ÉNONCÉ DU PROBLÈME:
Quels noms suivent immédiatement le déterminant « notre » dans le texte sur l'indépendance du Québec ? Relevez-les tous dans l'ordre, répétitions comprises.

TEXTE FOURNI:
Aujourd’hui, si les revendications de l’époque peuvent paraître bien peu révolutionnaire, son esprit fait néanmoins écho à cette mascarade faussement démocratique que nous combattons encore de nos jours. La couronne britannique a simplement été remplacée par le grand capital, qui nous prive de notre droit de choisir notre avenir collectif et qui balise notre espace démocratique. Notre droit à l’indépendance est directement lié à cette revendication fondamentale qu’est une démocratie réelle et n’a rien à voir avec la protection artificielle des mœurs et coutumes de la triste époque du Québec cléricale. Cléricalisme étroit qui constituait d’ailleurs le fondement même de la domination britannique.

DONNÉES FOURNIES:
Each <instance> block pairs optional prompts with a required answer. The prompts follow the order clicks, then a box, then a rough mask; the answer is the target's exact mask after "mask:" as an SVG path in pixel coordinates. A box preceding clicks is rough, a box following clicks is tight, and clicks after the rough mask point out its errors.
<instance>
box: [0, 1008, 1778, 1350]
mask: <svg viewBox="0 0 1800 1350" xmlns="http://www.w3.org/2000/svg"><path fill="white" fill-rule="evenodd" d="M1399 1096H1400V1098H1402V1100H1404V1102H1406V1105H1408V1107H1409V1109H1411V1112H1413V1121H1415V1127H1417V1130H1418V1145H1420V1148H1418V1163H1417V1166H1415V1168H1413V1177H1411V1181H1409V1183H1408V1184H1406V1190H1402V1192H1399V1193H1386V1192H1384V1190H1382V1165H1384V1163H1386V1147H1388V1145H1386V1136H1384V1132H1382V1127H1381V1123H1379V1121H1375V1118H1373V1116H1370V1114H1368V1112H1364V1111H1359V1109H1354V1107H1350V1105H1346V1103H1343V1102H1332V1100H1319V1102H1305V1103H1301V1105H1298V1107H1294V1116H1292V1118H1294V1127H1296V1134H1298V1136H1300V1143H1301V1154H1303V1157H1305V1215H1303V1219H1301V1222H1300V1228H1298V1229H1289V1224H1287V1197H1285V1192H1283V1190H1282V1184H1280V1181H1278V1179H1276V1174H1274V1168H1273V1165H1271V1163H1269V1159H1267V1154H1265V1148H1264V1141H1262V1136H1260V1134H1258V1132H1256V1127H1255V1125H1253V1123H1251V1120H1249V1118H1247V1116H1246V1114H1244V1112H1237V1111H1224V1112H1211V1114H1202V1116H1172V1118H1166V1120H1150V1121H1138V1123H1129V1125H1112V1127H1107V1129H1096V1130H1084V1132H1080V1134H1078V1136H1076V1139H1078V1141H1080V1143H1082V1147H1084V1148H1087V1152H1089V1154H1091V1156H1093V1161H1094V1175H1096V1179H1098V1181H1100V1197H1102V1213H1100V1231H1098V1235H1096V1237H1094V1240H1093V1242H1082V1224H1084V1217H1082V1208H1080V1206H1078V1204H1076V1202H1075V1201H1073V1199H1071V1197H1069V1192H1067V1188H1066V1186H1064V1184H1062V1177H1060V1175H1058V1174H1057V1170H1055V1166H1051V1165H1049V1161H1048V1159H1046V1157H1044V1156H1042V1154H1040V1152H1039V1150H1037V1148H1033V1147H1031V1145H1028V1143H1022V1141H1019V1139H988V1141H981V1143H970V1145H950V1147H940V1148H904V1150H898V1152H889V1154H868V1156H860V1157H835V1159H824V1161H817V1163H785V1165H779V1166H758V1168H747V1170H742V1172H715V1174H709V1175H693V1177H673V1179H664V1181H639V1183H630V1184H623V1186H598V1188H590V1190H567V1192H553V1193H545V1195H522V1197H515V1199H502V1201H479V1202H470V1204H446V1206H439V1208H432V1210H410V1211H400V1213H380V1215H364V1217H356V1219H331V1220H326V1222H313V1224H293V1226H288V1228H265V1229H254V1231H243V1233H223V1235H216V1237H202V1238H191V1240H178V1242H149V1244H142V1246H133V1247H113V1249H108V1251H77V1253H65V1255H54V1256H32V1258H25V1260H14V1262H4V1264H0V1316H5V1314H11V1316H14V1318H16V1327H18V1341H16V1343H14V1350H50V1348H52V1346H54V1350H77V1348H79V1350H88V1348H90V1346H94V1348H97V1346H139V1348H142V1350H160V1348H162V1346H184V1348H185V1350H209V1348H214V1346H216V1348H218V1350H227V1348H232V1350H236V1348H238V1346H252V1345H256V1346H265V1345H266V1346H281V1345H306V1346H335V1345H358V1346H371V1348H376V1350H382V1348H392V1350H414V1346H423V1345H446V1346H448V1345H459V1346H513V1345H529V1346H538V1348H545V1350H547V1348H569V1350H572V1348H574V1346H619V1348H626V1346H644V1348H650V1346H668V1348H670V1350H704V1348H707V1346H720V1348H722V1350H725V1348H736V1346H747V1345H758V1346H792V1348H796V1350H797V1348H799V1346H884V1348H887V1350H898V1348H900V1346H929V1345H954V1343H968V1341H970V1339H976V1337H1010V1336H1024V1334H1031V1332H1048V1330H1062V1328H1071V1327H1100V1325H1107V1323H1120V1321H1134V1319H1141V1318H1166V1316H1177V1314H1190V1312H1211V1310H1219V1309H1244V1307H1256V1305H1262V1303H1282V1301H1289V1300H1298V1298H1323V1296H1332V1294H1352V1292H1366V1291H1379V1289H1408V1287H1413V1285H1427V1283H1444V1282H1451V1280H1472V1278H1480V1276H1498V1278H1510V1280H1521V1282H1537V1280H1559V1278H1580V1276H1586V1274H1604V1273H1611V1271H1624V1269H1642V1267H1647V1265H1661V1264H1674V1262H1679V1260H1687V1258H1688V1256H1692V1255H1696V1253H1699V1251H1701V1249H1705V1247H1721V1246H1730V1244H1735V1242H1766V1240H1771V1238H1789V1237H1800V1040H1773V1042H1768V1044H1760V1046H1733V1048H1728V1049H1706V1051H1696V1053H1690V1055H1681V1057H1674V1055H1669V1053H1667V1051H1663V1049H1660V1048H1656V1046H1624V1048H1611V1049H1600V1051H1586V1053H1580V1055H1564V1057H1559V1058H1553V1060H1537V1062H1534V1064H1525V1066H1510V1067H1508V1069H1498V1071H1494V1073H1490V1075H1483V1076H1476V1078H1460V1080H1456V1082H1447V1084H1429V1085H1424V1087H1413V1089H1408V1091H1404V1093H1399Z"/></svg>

RÉPONSE:
droit, avenir, espace, droit